Required action:
In the text on memory changes after a brain injury, what is it called when someone makes up a silly or strange story to fill gaps in their memory?

Selected extract:

——

After a brain injury, memory loss may be mild (like sometimes forgetting a name) to severe (when you can’t remember something that happened a few seconds ago). Some people may make up a silly or strange story to fill in gaps of their memory. This is called confabulation which is a normal process in the recovery after a brain injury.

A brain injury doesn’t affect all types of memory. Many people can still learn new habits and routines so they can do more things on their own.

The rehabilitation team will test all types of memory, including:

  • memory before the accident (called remote memory)
  • memory in the past few seconds (called immediate memory)
  • memory from a few minutes, hours, or days ago (called recent memory)

Immediate and recent memory tends to be more affected by a brain injury than remote memory. Recovery from memory changes is often slow. These changes may not completely go away. But there are ways to cope or make up for changes in memory.

Information and tips for family and caregivers

Problems with memory can affect progress. If someone has trouble remembering things, they’ll have a harder time learning from new experiences. Or they may not remember that they’re making changes or doing better.

This can have a huge impact on rehabilitation. In therapy, they may learn ways to walk, use equipment, communicate, and think. If they have trouble remembering what they’ve learned from one day to the next, therapy may only make a small amount of progress.

The following tips can help you support someone who’s dealing with changes in memory after a brain injury.

  • Put clocks and calendars around the house and in their room. Mark today’s date on the calendar.
  • Encourage them to use a journal, notebook, or electronic device (like a smart phone or tablet) to keep track of important information. They can use this to write down dates when family and friends visit and things they do. Make sure they always keep it in the same place.
  • Download a music app or radio station on their phone or tablet or put a radio so they can listen to music and hear the news and time. But don’t keep it on all the time as this can make them tired.
  • Follow a routine or schedule at home. Put the schedule in a place where it’s easy to see, like on the fridge, dry erase board, or bulletin board.
  • Remind them of the time, names of people, appointments, and other things. You may find it works well to give this information when you’re chatting with them.
  • Gently remind them of correct details of past and present events. Check with others to make sure the information is true.
  • Use short sentences and simple words when you talk to them.
  • When giving new information, repeat it often and write it down for them to look at. Have them repeat new information back to you to help them understand and remember it.
  • Suggest they use a voice recorder so they can go back and listen to a conversation or other information. Most smart phones and other electronic devices have a built-in voice recorder.
  • Do activities that you know they can do, like playing cards.
  • Put them in situations they’re used to or that are part of their routine.
  • If they have a lot of trouble with their memory, you can buy safety devices that shut off stoves and other appliances automatically.

——

Available data:
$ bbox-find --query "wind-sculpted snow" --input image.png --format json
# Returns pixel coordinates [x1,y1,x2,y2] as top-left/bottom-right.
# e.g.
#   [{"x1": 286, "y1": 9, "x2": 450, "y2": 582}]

——

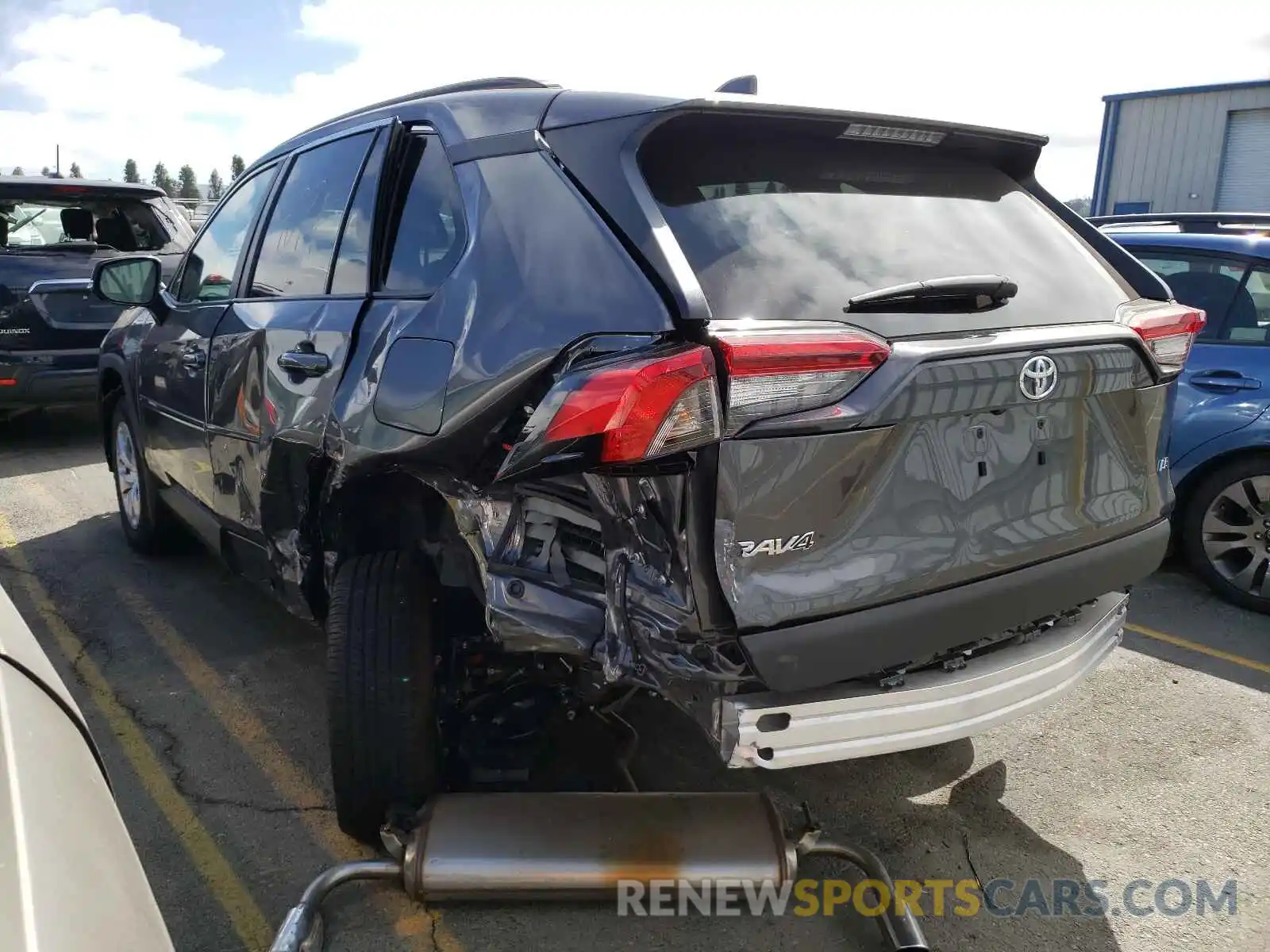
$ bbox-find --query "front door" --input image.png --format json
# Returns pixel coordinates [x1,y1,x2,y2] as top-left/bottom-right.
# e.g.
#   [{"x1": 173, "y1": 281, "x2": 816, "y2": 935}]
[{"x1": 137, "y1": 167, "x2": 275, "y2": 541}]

——

Result:
Confabulation.